■ **Exercise objective**:
Pictures do not belong in the copy, so please give every entry below again exactly.

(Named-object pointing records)
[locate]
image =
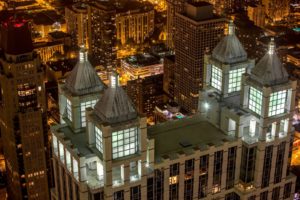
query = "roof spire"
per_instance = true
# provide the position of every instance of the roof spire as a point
(271, 48)
(83, 57)
(231, 27)
(114, 79)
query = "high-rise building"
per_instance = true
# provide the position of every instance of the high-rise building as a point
(256, 13)
(102, 34)
(254, 104)
(169, 73)
(276, 10)
(76, 16)
(23, 114)
(197, 30)
(134, 21)
(238, 147)
(173, 6)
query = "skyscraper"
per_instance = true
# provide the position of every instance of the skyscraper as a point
(23, 113)
(197, 29)
(276, 10)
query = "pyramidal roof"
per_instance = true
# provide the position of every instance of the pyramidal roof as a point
(269, 70)
(83, 79)
(115, 106)
(229, 49)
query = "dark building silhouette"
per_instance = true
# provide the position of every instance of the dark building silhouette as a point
(23, 113)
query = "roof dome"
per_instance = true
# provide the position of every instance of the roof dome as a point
(229, 49)
(269, 70)
(83, 79)
(115, 105)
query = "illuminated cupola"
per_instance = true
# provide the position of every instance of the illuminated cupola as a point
(269, 70)
(225, 66)
(83, 79)
(82, 89)
(115, 105)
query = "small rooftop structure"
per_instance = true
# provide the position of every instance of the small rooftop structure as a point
(115, 106)
(83, 79)
(229, 49)
(199, 10)
(174, 136)
(269, 70)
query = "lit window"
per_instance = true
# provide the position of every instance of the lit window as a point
(69, 110)
(83, 106)
(255, 100)
(277, 103)
(99, 144)
(235, 77)
(216, 77)
(124, 142)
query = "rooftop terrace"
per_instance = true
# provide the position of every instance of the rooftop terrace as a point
(183, 135)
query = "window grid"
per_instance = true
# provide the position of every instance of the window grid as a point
(277, 103)
(216, 78)
(124, 142)
(99, 141)
(69, 110)
(235, 77)
(255, 100)
(83, 106)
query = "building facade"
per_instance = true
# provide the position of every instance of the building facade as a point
(276, 10)
(237, 147)
(76, 16)
(134, 25)
(146, 93)
(23, 114)
(196, 31)
(102, 34)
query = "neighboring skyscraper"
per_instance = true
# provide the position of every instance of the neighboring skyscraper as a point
(237, 148)
(196, 30)
(146, 93)
(76, 16)
(134, 21)
(173, 6)
(254, 104)
(102, 34)
(23, 113)
(276, 10)
(256, 13)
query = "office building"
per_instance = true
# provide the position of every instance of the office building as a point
(173, 6)
(141, 66)
(23, 114)
(102, 34)
(276, 10)
(146, 93)
(256, 13)
(169, 73)
(76, 16)
(196, 31)
(134, 22)
(237, 147)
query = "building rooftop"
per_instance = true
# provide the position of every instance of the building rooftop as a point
(83, 79)
(115, 106)
(78, 140)
(183, 135)
(230, 49)
(269, 69)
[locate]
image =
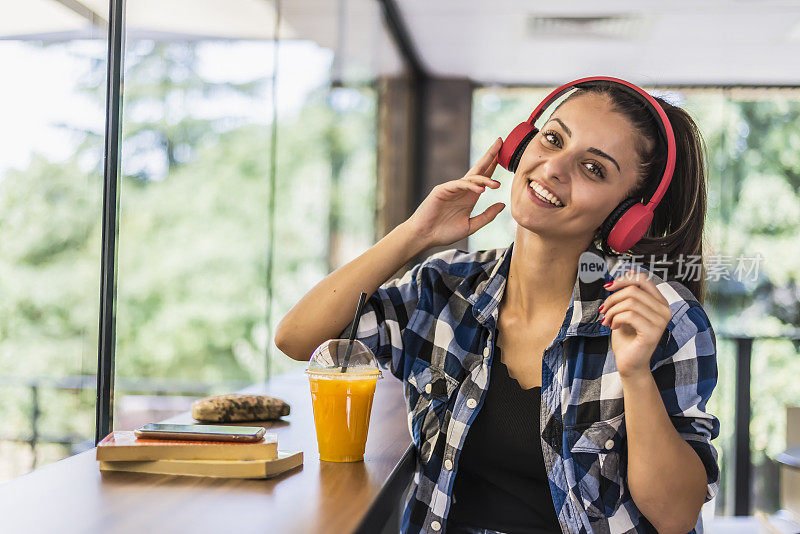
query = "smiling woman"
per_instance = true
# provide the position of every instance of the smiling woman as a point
(621, 420)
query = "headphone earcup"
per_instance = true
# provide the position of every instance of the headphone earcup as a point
(626, 225)
(514, 145)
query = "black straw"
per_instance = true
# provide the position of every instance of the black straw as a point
(361, 300)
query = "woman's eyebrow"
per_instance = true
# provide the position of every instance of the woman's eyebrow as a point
(593, 150)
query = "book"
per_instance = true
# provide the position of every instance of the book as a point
(213, 468)
(123, 445)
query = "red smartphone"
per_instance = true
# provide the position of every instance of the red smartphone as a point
(200, 432)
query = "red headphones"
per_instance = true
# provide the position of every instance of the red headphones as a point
(629, 221)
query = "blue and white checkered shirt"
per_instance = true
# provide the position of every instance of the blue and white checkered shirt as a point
(433, 328)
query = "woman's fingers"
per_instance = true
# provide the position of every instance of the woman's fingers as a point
(482, 219)
(485, 161)
(478, 179)
(461, 184)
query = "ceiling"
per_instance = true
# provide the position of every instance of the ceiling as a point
(509, 42)
(515, 42)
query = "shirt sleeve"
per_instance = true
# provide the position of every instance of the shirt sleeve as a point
(385, 316)
(686, 377)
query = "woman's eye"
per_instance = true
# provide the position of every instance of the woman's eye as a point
(598, 169)
(546, 134)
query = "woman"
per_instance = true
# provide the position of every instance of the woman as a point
(595, 419)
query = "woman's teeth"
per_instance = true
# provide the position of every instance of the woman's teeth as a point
(542, 193)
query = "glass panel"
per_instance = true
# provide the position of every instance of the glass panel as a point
(193, 298)
(52, 104)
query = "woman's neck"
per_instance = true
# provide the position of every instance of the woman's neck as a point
(541, 276)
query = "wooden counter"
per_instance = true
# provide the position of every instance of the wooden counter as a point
(73, 496)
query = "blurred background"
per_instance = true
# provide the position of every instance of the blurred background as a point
(266, 143)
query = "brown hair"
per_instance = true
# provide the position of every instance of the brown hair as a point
(678, 220)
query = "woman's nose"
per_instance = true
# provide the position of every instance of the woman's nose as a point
(555, 166)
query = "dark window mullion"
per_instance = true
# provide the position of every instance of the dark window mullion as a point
(108, 288)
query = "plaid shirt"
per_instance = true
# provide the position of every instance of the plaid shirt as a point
(433, 328)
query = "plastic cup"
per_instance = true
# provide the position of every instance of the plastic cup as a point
(342, 401)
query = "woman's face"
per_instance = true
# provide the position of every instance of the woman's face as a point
(585, 156)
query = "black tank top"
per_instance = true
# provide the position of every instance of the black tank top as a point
(501, 483)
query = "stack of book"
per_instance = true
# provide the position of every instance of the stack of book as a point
(123, 451)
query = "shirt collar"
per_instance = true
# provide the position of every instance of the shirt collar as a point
(484, 289)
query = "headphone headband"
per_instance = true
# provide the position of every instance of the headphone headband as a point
(628, 223)
(655, 109)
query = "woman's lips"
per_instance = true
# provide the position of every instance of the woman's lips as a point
(537, 200)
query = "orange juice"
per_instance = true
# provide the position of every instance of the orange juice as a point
(342, 403)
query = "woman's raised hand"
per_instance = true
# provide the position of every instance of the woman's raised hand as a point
(443, 217)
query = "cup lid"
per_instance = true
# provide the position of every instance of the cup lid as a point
(329, 357)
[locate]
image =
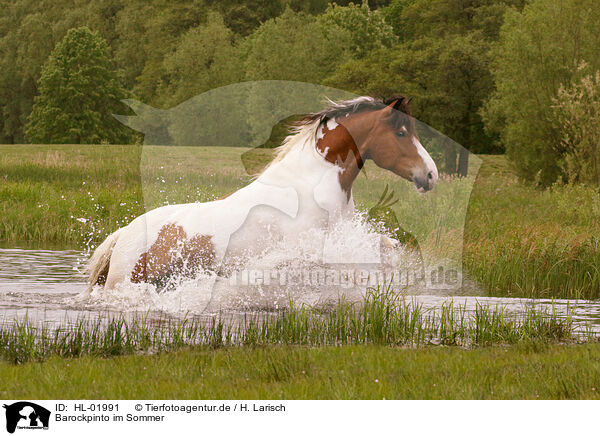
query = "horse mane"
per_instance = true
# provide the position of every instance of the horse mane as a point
(308, 127)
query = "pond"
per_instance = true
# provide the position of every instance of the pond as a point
(46, 286)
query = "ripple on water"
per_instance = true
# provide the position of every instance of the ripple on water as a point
(44, 285)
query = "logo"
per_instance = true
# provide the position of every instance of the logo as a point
(26, 415)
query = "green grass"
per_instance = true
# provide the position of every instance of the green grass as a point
(301, 372)
(384, 317)
(518, 240)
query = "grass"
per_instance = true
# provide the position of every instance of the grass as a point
(301, 372)
(383, 318)
(515, 239)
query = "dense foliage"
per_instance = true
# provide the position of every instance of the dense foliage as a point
(78, 92)
(483, 72)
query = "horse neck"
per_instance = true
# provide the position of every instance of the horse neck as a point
(305, 168)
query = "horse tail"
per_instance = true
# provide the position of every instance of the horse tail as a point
(97, 267)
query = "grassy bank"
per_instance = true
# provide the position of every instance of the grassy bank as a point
(518, 240)
(299, 372)
(382, 318)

■ **Answer to the task**:
[locate]
image =
query = "roof spire"
per_instance = true
# provide the position of every instance of the roof spire as a point
(271, 48)
(83, 57)
(231, 27)
(114, 79)
query = "high-rise building"
per_instance = true
# provide the position of every instance of the high-rise building as a point
(256, 13)
(102, 34)
(254, 104)
(169, 73)
(276, 10)
(76, 16)
(23, 114)
(197, 30)
(134, 21)
(238, 147)
(173, 6)
query = "skyscraper"
per_instance = true
# provide the position of every instance of the skyscraper as a point
(23, 113)
(197, 29)
(276, 10)
query = "pyramidal roof"
per_instance = true
# provide the position of every instance of the pyramidal roof as a point
(269, 70)
(83, 79)
(115, 106)
(229, 49)
query = "dark building silhouette"
per_instance = true
# provide the position of every instance of the dark building silhouette as a point
(23, 113)
query = "roof dome"
per_instance = true
# provide the position of every instance of the roof dome as a point
(229, 49)
(269, 70)
(83, 79)
(115, 105)
query = "illuminated cupola"
per_instance = true
# provide the position of every instance of the illuminated cupola as a point
(269, 70)
(225, 66)
(83, 79)
(82, 89)
(115, 105)
query = "small rooftop structure"
per_instance = true
# provide the position of every instance of the small rooftop structure as a point
(115, 106)
(83, 79)
(229, 49)
(199, 10)
(174, 136)
(269, 70)
query = "lit window"
per_instance = true
# provide the position of every instance of the lit window as a point
(69, 110)
(83, 106)
(255, 100)
(277, 103)
(99, 144)
(235, 77)
(216, 77)
(124, 142)
query = "rooftop terrace"
per_instance = true
# provide the position of every instance of the rooftop terrace as a point
(183, 135)
query = "window grid"
per_instance = true
# provide the position of every instance of the window grid as a point
(277, 103)
(216, 78)
(124, 142)
(99, 141)
(69, 110)
(235, 77)
(255, 100)
(83, 106)
query = "building facade"
per_instance = true
# provide the position of every instance of the building facade as a point
(276, 10)
(237, 147)
(76, 16)
(134, 25)
(146, 93)
(23, 114)
(196, 31)
(102, 34)
query = "neighboring skyscraper"
per_instance = true
# provide the position of every instance of the neighboring skyscraper as a point
(237, 148)
(196, 30)
(146, 93)
(76, 16)
(134, 21)
(173, 6)
(254, 104)
(102, 34)
(23, 113)
(276, 10)
(256, 13)
query = "office building"
per_instance = true
# provide the position of every instance of the office building as a point
(173, 6)
(141, 66)
(23, 114)
(102, 34)
(276, 10)
(146, 93)
(256, 13)
(169, 73)
(76, 16)
(196, 31)
(134, 22)
(237, 147)
query = "building rooftop"
per_instance = true
# provide the position of every instance of the building rooftop as a point
(83, 79)
(115, 106)
(78, 140)
(183, 135)
(230, 49)
(269, 69)
[locate]
image =
query = "smiling woman"
per_instance = true
# provide the position of every instance of the smiling woman as a point
(621, 420)
query = "headphone earcup"
per_instance = true
# provide the position of every instance of the headphone earcup as a point
(626, 225)
(514, 145)
query = "black straw"
per_instance = true
# provide the position of every instance of the black straw as a point
(361, 300)
query = "woman's eyebrow"
per_instance = true
# provide the position of every instance of the woman's eyebrow as a point
(593, 150)
query = "book"
per_instance = true
# provide the position of every instance of the book as a point
(213, 468)
(123, 445)
query = "red smartphone"
per_instance = true
# provide the position of every instance of the red smartphone as a point
(200, 432)
query = "red headphones"
per_instance = true
# provide the position of every instance of the red headphones as a point
(629, 221)
query = "blue and white checkered shirt"
per_instance = true
# provide the position of every instance of the blue and white checkered shirt as a point
(433, 328)
query = "woman's fingers"
per_instance = true
# provide the position of every instance of the woman's fingers as a point
(482, 219)
(485, 161)
(478, 179)
(461, 184)
query = "ceiling"
per_instance = true
# provide the position of every instance of the ceiling as a point
(509, 42)
(515, 42)
query = "shirt sleeve"
per_instance = true
# provide the position of every instance of the shirt sleeve as a point
(385, 316)
(686, 377)
query = "woman's eye"
per_instance = true
# provide the position of every instance of the woman's eye as a point
(598, 169)
(546, 134)
query = "woman"
per_instance = true
# provide the position of every instance of the woman as a point
(595, 419)
query = "woman's teeth"
per_instance = true
# provide the position of every instance of the woman's teeth as a point
(542, 193)
query = "glass panel"
per_instance = true
# provide the position of every instance of the glass panel as a point
(193, 298)
(52, 104)
query = "woman's neck"
per_instance = true
# provide the position of every instance of the woman's neck as a point
(541, 276)
query = "wooden counter"
per_instance = true
# provide the position of every instance of the wooden counter as a point
(73, 496)
query = "blurred background"
per_instance = true
# provide the position of every instance of the blurred background as a point
(266, 143)
query = "brown hair"
per_instance = true
# provide the position of every instance of the brown hair as a point
(678, 220)
query = "woman's nose"
per_instance = true
# provide the position of every instance of the woman's nose as a point
(555, 166)
query = "dark window mullion"
per_instance = true
# provide the position of every instance of the dark window mullion as a point
(108, 288)
query = "plaid shirt"
per_instance = true
# provide the position of every instance of the plaid shirt as a point
(433, 328)
query = "plastic cup"
per_instance = true
# provide the position of every instance of the plastic cup as a point
(342, 401)
query = "woman's face"
per_instance = true
# provide the position of every instance of the woman's face as a point
(585, 156)
query = "black tank top"
per_instance = true
# provide the position of every instance of the black tank top as a point
(501, 483)
query = "stack of book"
per_instance = true
# provide the position of every instance of the stack of book as a point
(123, 451)
query = "shirt collar"
per_instance = true
# provide the position of every instance of the shirt collar as a point
(484, 289)
query = "headphone headband"
per_instance = true
# provide the position of every instance of the headphone headband as a point
(628, 223)
(655, 109)
query = "woman's lips"
per_instance = true
# provide the position of every instance of the woman's lips as a point
(537, 200)
query = "orange juice"
per_instance = true
# provide the position of every instance of the orange juice as a point
(342, 403)
query = "woman's raised hand"
per_instance = true
# provide the position of every instance of the woman's raised hand as a point
(443, 217)
query = "cup lid"
per_instance = true
# provide the position of every instance of the cup lid as a point
(329, 357)
[locate]
image =
query = "horse mane"
per_instance = true
# provide the position of every instance of the horse mane as a point
(308, 127)
query = "pond"
per_instance = true
# provide the position of every instance of the pond as a point
(46, 286)
query = "ripple on water"
per_instance = true
# provide the position of every instance of the ripple on water as a point
(44, 285)
query = "logo"
per_instance = true
# provide the position of every instance of the logo as a point
(26, 415)
query = "green grass"
per_instance = true
# provide the position of every instance of the green grass as a point
(301, 372)
(384, 317)
(518, 240)
query = "grass"
per_instance = true
# provide the position of every instance of the grass as a point
(301, 372)
(383, 318)
(515, 239)
query = "dense foliage"
per_instance = true
# provide the position of every instance of the dense foliage as a point
(78, 92)
(483, 72)
query = "horse neck"
per_instance = true
# provide the position of every instance of the horse neck as a point
(305, 168)
query = "horse tail"
per_instance = true
# provide the position of every instance of the horse tail as a point
(97, 267)
query = "grassy bank"
per_instance = true
# provide the position of every instance of the grassy bank as a point
(518, 240)
(299, 372)
(382, 318)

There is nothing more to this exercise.